» Voci da un insieme di annotazioni a punti

------------------------------------------------

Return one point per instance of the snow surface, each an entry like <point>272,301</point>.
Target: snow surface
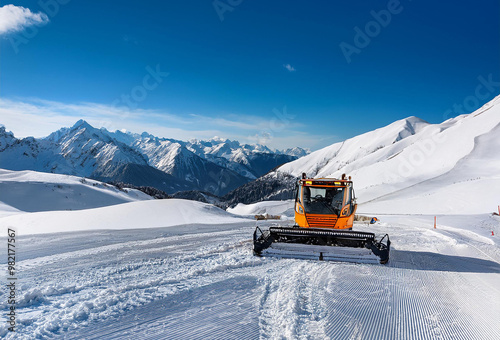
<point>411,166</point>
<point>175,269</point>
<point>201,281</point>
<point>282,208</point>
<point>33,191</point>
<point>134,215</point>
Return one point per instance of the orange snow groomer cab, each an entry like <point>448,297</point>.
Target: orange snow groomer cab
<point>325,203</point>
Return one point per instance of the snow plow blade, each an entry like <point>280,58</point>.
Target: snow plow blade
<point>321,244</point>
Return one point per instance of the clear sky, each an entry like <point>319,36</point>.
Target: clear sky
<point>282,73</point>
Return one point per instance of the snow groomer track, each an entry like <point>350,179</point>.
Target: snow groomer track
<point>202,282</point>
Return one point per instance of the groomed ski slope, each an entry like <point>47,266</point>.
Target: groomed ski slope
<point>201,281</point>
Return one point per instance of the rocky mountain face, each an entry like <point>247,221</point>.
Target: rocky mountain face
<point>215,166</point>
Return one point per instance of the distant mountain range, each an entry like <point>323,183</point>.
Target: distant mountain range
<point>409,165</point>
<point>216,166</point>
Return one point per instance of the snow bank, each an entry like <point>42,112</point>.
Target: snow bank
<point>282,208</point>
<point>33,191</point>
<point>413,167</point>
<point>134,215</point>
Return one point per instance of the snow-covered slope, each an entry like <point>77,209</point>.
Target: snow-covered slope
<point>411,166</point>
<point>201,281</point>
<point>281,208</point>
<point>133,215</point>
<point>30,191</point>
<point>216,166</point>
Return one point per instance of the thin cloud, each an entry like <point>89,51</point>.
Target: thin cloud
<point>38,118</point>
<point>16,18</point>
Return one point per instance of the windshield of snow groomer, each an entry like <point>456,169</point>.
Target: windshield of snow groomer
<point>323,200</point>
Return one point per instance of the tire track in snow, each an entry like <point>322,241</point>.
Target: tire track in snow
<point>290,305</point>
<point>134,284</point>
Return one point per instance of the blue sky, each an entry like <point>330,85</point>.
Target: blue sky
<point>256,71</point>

------------------------------------------------

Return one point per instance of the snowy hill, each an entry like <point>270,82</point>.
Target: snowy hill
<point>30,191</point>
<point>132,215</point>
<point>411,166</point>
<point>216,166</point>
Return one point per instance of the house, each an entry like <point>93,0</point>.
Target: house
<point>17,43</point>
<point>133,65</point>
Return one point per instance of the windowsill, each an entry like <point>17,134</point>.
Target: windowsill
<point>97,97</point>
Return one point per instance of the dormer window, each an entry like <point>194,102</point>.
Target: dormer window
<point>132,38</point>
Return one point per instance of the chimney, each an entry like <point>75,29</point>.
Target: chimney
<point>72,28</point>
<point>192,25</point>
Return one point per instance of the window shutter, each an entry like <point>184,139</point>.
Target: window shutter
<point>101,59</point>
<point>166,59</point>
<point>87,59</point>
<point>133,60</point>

------------------------------------------------

» COSA FARE
Trascrivi come elenco numerato le righe dei record dalla riga che contiene "Return one point per instance of the snow surface, each" fino alla riga che contiene "<point>215,166</point>", entrambe incluse. Tralascia le righe vuote e non riportare le immagini.

» SOLUZIONE
1. Return one point per instance of the snow surface, each an entry like <point>272,301</point>.
2. Target: snow surface
3. <point>411,166</point>
4. <point>175,269</point>
5. <point>201,281</point>
6. <point>282,208</point>
7. <point>33,191</point>
8. <point>134,215</point>
9. Return one point per instance of the orange snow groomer cab, each an entry like <point>448,297</point>.
10. Target: orange snow groomer cab
11. <point>325,203</point>
12. Return one point per instance of the snow plow blade, each an entry like <point>280,58</point>.
13. Target: snow plow blade
14. <point>321,244</point>
15. Return one point per instance of the clear sky, each an entry like <point>319,36</point>.
16. Target: clear sky
17. <point>282,73</point>
18. Return one point per instance of the snow groomer track, each an entry like <point>350,179</point>.
19. Target: snow groomer track
20. <point>202,282</point>
21. Return one point per instance of the groomed ski slope, each an entry like <point>47,266</point>.
22. Target: groomed ski slope
23. <point>201,281</point>
24. Return one point per instance of the rocky mountain face, each an entry like <point>247,221</point>.
25. Target: rocky mountain face
26. <point>215,166</point>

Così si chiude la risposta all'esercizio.